WORK INSTRUCTIONS »
Can you update everything from the line containing "Could you please point to the street" down to the end of the data, swapping "marker" for "pin" and leaving all else the same?

RECORD SET »
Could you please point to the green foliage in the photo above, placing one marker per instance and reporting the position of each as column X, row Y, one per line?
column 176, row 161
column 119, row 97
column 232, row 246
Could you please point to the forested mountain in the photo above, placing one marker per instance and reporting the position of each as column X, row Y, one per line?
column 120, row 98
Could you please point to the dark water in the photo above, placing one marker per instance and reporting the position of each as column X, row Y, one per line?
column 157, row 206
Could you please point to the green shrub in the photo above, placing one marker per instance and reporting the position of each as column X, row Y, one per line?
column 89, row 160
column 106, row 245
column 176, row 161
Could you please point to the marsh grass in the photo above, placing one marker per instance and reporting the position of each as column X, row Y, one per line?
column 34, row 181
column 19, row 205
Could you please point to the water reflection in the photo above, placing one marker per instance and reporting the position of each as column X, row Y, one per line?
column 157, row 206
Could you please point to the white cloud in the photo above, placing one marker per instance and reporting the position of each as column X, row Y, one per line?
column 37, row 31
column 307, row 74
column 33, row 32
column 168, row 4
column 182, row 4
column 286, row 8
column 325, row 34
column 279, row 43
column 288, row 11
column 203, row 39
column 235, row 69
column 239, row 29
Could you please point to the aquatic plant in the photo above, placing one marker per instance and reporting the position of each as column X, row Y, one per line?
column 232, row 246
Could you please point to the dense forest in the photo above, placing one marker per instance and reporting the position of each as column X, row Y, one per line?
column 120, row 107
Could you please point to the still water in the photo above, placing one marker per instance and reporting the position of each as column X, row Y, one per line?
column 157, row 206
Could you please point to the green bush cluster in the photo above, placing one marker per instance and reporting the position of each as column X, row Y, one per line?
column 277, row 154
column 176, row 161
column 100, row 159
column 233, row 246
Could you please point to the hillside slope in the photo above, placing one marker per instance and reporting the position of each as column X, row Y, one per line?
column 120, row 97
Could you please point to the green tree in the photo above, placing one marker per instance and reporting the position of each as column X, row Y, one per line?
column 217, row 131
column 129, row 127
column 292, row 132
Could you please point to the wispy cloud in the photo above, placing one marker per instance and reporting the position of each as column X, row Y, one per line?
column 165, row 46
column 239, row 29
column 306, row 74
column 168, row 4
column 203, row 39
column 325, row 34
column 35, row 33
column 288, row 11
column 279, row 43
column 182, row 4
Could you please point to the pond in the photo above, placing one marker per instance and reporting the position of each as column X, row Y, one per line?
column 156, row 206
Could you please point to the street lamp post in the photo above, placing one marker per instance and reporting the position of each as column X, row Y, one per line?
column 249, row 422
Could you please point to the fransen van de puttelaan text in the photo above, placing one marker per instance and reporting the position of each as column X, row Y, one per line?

RESULT OF THIS TASK »
Could you please point to the street lamp post in the photo above, placing one pin per instance and reporting the position of each as column X, row Y, one per line?
column 249, row 422
Could you please point to the fransen van de puttelaan text in the photo above, placing one pin per instance and reporting the position of each as column X, row Y, one per line?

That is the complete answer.